> TEXT PROVIDED:
-------

It was April 1900, and the First Parish in Concord was putting the finishing touches on a splendid renovation of its historic meetinghouse on Lexington Road. No expense had been spared, for in a few days the parish would celebrate Easter Sunday, and less than a week later, the town would gather in its pews to honor the 125th anniversary of the minutemen’s victory at the North Bridge.

As the sun set on Wednesday, April 11, carpenters and electricians packed up their tools, and painters stowed their cleaning rags in a closet. They headed home, pleased with their work. 

Around 2:30 on Thursday morning, a night watchman named Patrick Varney was patrolling the silent streets when he spotted flames in the meetinghouse. He rushed to the nearest fire-alarm box—a brand-new system getting its first use—and pulled the handle.

Willard Farrar, the sexton of the nearby Trinitarian Congregational Church, heard the commotion and sprinted toward the burning meetinghouse. He forced his way in through a locked door, grabbed the bell rope, and with all his might he rang the First Parish bell, which was considerably louder than the town’s new fire alarm.

-------

> INFORMATION SHOWN:
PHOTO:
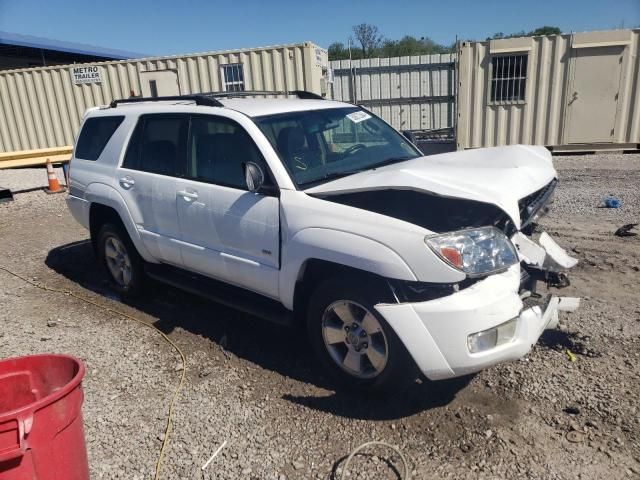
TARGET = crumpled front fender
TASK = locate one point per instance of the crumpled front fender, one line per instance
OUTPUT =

-------

> EXERCISE AIM: In the text about the 1900 fire at the Concord meetinghouse, who spotted the flames, and at about what time?

> THE RESULT: Patrick Varney, a night watchman, spotted them around 2:30 on Thursday morning.